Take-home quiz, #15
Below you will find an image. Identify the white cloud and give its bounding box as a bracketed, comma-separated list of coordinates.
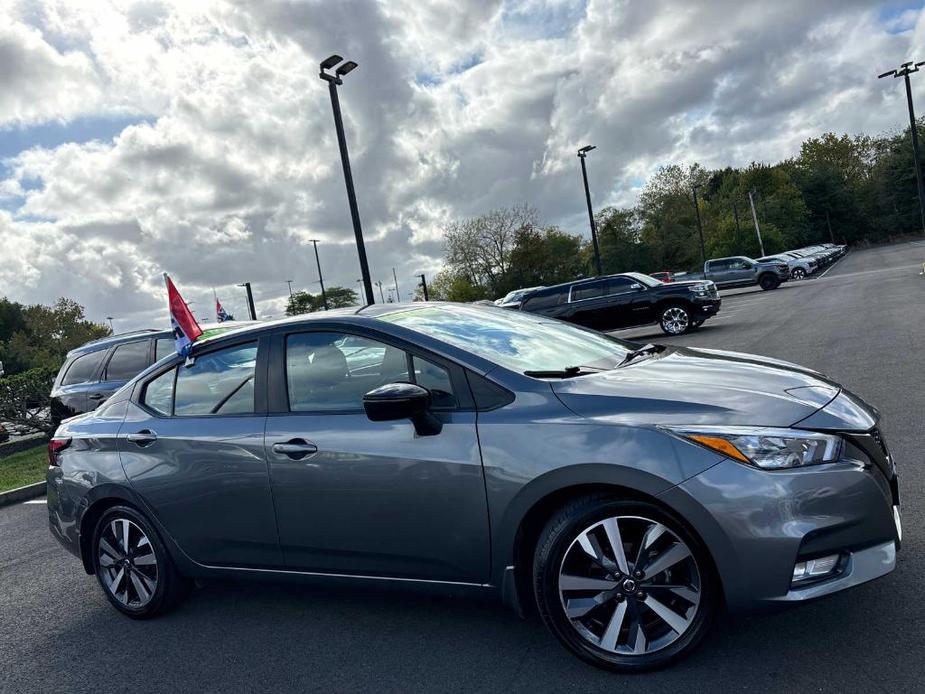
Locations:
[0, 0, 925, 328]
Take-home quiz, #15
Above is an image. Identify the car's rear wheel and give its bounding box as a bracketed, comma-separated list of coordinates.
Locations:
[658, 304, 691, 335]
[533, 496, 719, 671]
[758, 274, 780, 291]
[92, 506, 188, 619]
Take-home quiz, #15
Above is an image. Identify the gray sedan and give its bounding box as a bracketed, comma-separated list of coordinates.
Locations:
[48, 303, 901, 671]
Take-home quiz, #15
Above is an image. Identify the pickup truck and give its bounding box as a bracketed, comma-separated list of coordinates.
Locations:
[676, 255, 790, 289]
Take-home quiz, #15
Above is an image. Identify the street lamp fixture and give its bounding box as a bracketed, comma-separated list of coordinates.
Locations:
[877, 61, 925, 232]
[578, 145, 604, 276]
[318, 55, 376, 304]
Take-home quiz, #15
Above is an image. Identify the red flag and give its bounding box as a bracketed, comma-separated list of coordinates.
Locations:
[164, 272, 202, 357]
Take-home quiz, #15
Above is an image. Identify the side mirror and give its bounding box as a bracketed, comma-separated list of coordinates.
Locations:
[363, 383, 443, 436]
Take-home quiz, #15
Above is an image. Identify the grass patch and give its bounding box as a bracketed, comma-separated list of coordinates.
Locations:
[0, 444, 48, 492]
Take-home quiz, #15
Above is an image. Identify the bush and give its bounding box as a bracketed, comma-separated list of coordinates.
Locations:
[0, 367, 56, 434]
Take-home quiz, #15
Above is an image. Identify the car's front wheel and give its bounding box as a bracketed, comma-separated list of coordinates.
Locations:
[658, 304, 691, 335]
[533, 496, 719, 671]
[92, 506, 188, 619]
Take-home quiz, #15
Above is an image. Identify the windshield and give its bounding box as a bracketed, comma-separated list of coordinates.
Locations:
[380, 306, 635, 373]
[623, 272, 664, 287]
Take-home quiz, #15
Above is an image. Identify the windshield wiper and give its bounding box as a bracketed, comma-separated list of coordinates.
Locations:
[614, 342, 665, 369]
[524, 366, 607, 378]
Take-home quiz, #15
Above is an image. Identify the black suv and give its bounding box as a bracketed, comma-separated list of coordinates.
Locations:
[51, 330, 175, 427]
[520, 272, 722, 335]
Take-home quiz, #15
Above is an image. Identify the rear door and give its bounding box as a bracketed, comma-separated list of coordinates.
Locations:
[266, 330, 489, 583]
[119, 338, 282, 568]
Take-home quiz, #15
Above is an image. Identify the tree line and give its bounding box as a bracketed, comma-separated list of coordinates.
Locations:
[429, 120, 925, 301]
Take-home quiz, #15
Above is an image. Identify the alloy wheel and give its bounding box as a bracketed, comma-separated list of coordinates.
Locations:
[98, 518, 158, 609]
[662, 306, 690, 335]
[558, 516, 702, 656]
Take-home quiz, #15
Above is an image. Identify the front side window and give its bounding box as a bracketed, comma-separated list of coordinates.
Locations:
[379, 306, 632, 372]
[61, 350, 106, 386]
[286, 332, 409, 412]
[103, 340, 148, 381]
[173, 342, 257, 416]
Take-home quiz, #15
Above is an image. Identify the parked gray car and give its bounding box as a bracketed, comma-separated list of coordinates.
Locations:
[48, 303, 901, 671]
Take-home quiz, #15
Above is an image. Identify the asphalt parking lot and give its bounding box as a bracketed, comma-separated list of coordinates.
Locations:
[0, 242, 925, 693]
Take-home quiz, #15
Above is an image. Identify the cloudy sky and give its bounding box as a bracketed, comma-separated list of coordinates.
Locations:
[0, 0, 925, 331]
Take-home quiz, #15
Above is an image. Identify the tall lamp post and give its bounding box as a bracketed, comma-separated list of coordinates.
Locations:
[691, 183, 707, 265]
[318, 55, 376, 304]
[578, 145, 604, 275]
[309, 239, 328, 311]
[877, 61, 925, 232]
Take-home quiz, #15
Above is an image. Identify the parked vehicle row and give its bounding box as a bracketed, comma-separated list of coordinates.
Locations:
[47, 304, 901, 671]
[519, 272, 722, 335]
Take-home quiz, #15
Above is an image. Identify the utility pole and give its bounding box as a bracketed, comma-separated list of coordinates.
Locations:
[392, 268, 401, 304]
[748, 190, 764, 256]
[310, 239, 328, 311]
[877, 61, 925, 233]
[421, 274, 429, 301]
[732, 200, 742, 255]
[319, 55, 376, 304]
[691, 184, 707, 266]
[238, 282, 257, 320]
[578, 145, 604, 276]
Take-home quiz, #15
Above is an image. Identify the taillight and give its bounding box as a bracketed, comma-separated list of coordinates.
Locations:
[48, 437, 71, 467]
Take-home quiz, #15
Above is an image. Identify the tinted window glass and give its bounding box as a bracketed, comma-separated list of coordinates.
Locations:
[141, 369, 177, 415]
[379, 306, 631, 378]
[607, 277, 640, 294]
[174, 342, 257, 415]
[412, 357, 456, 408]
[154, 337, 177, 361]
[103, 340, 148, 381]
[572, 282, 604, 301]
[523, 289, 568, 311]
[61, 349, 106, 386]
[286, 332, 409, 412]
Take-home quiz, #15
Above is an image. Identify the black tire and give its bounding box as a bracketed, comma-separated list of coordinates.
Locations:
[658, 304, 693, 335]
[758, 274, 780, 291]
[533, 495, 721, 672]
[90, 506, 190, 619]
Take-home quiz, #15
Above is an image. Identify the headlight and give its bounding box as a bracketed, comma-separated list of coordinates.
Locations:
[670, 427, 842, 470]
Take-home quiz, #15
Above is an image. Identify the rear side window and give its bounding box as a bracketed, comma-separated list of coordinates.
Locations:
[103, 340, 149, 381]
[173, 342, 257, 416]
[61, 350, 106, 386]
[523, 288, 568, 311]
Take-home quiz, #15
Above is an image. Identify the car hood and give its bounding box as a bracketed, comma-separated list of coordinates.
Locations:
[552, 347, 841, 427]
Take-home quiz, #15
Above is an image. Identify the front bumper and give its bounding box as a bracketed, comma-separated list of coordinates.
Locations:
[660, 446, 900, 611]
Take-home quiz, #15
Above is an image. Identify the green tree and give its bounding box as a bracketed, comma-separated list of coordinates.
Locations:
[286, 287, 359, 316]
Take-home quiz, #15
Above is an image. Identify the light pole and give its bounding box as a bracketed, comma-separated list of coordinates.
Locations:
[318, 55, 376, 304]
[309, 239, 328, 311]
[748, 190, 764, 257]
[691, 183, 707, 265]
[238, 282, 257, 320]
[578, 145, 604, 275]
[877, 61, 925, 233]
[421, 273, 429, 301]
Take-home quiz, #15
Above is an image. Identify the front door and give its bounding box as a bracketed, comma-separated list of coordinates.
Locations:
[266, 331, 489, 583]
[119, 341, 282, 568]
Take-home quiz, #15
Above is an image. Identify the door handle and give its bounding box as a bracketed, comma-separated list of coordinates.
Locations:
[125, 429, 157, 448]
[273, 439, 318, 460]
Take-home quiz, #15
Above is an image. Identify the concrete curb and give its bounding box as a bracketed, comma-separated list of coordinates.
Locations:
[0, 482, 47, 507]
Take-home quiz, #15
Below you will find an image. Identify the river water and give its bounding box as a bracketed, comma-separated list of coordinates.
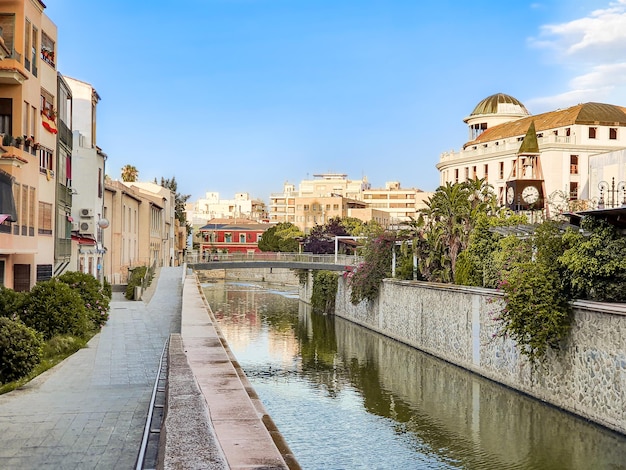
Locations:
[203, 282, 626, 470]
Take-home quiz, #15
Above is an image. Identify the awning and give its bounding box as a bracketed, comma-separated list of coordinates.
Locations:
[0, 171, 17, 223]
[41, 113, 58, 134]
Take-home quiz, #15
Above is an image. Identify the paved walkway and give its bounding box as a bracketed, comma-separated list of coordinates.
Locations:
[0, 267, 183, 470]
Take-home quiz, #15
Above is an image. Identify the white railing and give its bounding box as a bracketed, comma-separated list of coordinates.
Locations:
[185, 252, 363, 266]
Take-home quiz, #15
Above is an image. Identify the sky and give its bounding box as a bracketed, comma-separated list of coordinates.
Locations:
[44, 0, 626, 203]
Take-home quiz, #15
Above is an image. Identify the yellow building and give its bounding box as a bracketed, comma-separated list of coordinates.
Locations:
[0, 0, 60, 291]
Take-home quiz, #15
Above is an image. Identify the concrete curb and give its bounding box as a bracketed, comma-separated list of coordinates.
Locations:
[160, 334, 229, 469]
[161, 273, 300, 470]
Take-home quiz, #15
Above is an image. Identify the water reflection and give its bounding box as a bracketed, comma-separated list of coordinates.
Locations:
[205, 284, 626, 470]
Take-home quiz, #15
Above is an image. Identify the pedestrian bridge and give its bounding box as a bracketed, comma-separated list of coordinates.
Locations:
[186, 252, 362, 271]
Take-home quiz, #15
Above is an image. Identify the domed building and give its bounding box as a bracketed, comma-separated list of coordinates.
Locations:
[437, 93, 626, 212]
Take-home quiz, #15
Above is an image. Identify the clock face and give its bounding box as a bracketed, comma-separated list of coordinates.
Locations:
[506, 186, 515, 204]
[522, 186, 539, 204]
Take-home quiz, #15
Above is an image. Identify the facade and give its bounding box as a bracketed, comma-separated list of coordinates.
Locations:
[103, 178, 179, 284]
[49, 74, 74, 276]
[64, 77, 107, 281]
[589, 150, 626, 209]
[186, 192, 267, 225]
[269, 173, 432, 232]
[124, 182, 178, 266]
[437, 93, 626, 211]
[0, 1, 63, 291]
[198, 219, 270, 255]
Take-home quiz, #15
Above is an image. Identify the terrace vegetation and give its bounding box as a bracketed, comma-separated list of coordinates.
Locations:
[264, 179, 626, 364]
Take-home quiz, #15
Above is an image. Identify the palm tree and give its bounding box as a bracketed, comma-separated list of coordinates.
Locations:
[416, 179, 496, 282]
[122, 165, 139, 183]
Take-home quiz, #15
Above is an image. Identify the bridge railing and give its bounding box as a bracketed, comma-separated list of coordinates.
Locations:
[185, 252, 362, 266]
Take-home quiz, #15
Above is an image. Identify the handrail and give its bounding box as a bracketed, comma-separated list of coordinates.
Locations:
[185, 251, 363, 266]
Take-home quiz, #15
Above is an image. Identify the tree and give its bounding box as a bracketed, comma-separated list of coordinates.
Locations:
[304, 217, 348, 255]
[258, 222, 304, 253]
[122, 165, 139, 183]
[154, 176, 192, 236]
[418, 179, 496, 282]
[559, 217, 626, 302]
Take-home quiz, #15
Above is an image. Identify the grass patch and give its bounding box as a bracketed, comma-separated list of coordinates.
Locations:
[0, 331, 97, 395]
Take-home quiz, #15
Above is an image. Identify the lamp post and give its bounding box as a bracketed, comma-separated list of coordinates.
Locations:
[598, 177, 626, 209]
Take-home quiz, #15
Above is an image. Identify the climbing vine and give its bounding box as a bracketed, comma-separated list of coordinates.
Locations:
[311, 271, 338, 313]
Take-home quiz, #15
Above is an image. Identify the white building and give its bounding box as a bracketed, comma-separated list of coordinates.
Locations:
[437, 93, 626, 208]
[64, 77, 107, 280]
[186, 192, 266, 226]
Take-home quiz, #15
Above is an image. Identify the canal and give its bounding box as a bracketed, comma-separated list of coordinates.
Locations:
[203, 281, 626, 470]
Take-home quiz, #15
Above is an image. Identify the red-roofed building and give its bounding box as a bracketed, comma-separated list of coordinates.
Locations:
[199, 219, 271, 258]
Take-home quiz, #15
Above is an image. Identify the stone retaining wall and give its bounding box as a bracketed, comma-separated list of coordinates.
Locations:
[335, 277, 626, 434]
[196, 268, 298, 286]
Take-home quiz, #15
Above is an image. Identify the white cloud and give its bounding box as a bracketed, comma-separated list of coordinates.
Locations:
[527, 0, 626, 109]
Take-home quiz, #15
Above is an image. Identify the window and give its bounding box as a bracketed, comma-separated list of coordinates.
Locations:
::::::::
Goal of the exercise: Swap "white cloud" for "gray cloud" in the records, starting at their first line and stopping after the line containing "[0, 0, 925, 328]", then write out those lines with nothing else changed. Leave the picture out of your answer.

Problem solution:
Take-home quiz, #15
Below you will find an image. Identify the gray cloud and give its bounding box as a bracketed, comma-separated list of coordinates.
Locations:
[0, 0, 925, 328]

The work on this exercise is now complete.